▸ **EXERCISE DESCRIPTION**: Only the lines from the one containing "Please put a point on the crowd" to the end of the records should be given again, word for word and in full.

▸ **EXTRACTED MATERIAL**:
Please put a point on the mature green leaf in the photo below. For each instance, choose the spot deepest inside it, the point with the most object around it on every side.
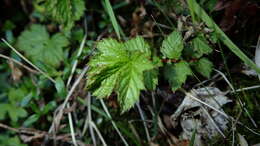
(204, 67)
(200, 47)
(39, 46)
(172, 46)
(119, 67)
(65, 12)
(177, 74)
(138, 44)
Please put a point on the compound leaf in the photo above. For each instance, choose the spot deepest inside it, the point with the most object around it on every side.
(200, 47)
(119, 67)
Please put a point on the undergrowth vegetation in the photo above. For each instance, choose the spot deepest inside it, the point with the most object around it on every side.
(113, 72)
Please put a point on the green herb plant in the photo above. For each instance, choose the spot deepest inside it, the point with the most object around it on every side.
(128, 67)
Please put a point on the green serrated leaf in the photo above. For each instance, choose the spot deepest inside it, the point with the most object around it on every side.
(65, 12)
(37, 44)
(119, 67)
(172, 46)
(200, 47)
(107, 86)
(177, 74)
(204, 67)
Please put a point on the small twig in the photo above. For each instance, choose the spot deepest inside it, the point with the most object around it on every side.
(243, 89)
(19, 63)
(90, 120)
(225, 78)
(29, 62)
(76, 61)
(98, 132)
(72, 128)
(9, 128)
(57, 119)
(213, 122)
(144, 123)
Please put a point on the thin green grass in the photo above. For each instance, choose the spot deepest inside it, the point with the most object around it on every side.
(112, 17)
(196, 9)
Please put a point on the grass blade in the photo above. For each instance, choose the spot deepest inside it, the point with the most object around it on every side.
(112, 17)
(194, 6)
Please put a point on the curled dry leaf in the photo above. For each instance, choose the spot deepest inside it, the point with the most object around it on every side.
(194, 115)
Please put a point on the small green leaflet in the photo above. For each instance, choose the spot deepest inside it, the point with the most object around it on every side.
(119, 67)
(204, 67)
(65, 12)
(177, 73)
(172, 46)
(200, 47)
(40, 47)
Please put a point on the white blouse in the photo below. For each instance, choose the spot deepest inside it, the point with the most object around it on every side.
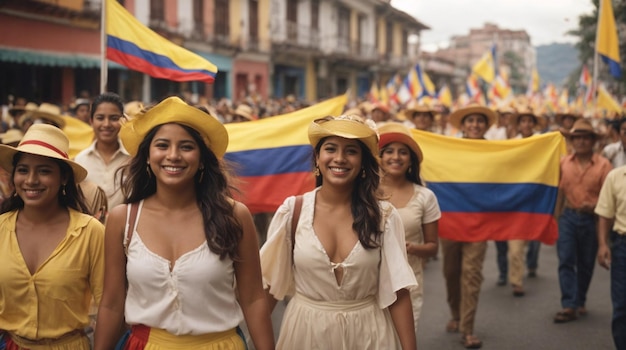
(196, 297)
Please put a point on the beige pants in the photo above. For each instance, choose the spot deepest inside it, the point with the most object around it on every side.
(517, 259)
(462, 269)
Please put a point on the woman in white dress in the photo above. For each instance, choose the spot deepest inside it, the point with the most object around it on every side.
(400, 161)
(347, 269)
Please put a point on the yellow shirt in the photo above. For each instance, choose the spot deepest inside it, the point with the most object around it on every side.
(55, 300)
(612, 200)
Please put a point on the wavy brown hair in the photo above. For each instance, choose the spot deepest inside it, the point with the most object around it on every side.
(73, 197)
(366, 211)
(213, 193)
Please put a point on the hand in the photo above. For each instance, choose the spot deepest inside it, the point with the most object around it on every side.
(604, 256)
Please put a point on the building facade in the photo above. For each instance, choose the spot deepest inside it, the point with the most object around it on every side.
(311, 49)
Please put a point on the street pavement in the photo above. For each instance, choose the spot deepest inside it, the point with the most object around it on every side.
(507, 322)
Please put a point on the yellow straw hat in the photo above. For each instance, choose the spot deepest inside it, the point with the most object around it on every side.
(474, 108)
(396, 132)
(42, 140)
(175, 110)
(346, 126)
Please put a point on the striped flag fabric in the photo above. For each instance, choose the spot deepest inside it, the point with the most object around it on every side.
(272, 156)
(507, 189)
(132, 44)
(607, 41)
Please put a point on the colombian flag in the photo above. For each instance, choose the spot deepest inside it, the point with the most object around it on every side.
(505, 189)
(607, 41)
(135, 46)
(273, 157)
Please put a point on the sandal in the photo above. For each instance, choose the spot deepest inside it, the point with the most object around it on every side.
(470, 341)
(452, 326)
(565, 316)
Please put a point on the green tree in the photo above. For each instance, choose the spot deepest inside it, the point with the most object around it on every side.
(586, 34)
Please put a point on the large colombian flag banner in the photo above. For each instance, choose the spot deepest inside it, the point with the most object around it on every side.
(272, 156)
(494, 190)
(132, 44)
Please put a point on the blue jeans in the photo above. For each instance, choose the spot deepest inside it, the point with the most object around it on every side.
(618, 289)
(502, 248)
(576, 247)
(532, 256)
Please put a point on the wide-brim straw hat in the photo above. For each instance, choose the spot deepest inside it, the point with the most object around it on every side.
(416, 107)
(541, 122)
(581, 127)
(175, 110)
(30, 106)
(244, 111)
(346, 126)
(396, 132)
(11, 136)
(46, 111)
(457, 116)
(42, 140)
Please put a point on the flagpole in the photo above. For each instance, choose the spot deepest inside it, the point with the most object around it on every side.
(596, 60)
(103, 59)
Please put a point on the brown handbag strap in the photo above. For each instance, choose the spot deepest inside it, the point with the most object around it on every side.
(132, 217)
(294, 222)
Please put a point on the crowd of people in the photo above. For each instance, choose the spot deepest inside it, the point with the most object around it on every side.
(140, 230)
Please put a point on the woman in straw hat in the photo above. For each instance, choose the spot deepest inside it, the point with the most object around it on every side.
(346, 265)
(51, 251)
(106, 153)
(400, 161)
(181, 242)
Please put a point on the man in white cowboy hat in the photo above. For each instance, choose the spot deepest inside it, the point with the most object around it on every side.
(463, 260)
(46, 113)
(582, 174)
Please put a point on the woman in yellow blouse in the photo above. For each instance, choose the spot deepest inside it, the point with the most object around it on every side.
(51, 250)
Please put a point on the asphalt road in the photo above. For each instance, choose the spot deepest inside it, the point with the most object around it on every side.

▸ **ANSWER SECTION**:
Please put a point on the crowd of people in the photo above. For each instance, choose the spot deepest inside it, the point with the most object around it on every side.
(140, 230)
Please put a point on the woman in straw hat in the photo above. For each instance, choose the spot deepest inside it, the point with the most object around it on every side.
(346, 265)
(51, 251)
(106, 153)
(400, 161)
(181, 242)
Please put a point on the man in white cowboy hat in the photo above. For each instance, choose the spot deepest inside it, the point with the most object around it on every side.
(463, 260)
(46, 113)
(582, 174)
Please put a point on the woman in yellow blouse in the photo above. For each instance, choose the spot deepest inside it, the point with the most object around it on every side.
(51, 250)
Please put a point on the asphalt road in the photo above. For each instance, choose the spot deepest inside it, the point with the most object around it on every side.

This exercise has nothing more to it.